[start of SELECTION]

# iPhone Indexing and ‘No music files found’



## Phalanx (Oct 28, 2017)

put music on your iphone.


----------



## ProDigit (Aug 31, 2015)

does your entertainment system play back Iphone formats? (m4a, aac, ...)?


----------



## Rivergoer (Mar 30, 2017)

.Cody said:


> How to fix this?


Seems like a few iOS versions ago, iTunes and MyLink do not always connect consistently. 

In addition to the “Indexing” issue, mine frequently defaults to playing music in alphabetical order, ignoring the previously selected playlist and song paused at last shutdown.

For your issue:

1) Make sure all (or most all) open iPhone apps in background are closed
2) Close iTunes
3) Power off radio
4) Restart iTunes and power on radio

If that doesn’t work, clear all cookies/apps, power off the iPhone completely, shut off the car, exit and close the door. Then try it all over again.

One of the two above processes usually ‘resets’ the whole shootin’ match.

If anyone has figured out how to prevent this stuff to begin with I’m all ears.


----------



## StLouisCPhT (Sep 13, 2015)

Interesting... I've never encountered this issue before, before or after upgrading to mylink. Not even in all the swap out tests I did with different year sw/hw builds.

Talk to GM and make certain that your radio systems are up to date on their firmware.

.Cody, this is especially true for you. I'm assuming that you have a Canadian Cruze since you have a Vancouver, BC location. Those radios have slightly different software than the US ones and might have more incompatibility with newer iOS releases than US radios as they get older. What year is your cruze?


----------



## .Cody (Sep 1, 2013)

Phalanx said:


> put music on your iphone.


Yup, this was the fix for it. Had to sync at least 1 song from iTunes onto my iPhone.


----------



## Blasirl (Mar 31, 2015)

Thanks for following up on this. As corny as it sounds, write a small HowTo: on this. Since you know it intimately now. Read this How-To: Write a Tutorial and put it here: Gen1 Audio/Electrical Tutorials


----------



## .Cody (Sep 1, 2013)

[end of SELECTION]

■ TASKS FOR THIS EXERCISE:
[a] In the forum thread on iPhone indexing, what did .Cody say fixed the "No music files found" problem?
[b] Go on with the forum thread on iPhone indexing from the point where it stops.

[start of DATA EXCERPTS]

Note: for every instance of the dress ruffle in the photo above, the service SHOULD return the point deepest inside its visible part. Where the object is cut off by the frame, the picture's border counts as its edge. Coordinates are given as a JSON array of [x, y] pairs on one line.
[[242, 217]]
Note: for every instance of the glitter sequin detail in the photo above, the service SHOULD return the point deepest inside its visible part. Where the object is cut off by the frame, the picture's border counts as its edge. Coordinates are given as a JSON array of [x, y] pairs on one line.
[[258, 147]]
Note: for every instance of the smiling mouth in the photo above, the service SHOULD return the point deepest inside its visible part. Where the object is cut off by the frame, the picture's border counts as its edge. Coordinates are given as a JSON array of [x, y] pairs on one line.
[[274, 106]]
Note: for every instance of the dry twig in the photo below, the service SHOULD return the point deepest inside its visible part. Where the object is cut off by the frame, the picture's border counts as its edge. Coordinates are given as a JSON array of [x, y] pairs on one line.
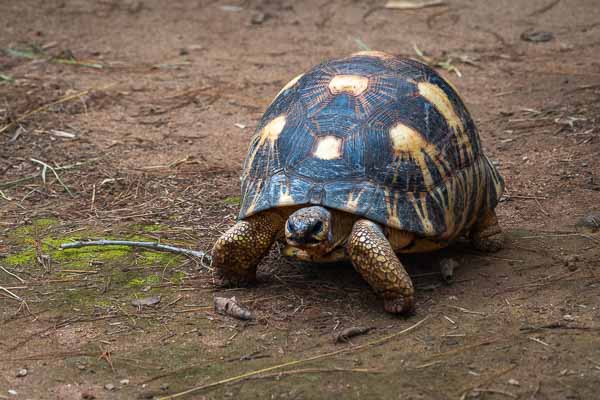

[end of DATA EXCERPTS]

■ ANSWERS FOR THIS EXERCISE:
[a] Syncing at least one song from iTunes onto the iPhone.

[b]
Blasirl said:


> Thanks for following up on this. As corny as it sounds, write a small HowTo: on this. Since you know it intimately now. Read this How-To: Write a Tutorial and put it here: Gen1 Audio/Electrical Tutorials


This is what Marisa in the cruzetalk fb wrote:

You need to have a song, legit any song on your phone. When you plug in it'll automatically start playing that song and you can go into Spotify and start your music. It's frigging stupid but it's the only way. I have one single song I bought on my iPhone just so I can use Spotify.


----------



## StLouisCPhT (Sep 13, 2015)

.Cody said:


> This is what Marisa in the cruzetalk fb wrote:
> 
> You need to have a song, legit any song on your phone. When you plug in it'll automatically start playing that song and you can go into Spotify and start your music. It's frigging stupid but it's the only way. I have one single song I bought on my iPhone just so I can use Spotify.



You shouldn't have had to do it that way. I just tested it for myself without any music files on my iphone 8 and I didn't get that error and I was able to use spotify fine as well as the Bison 1660 app. I think your issue is actually caused by the firmware version installed on your radio.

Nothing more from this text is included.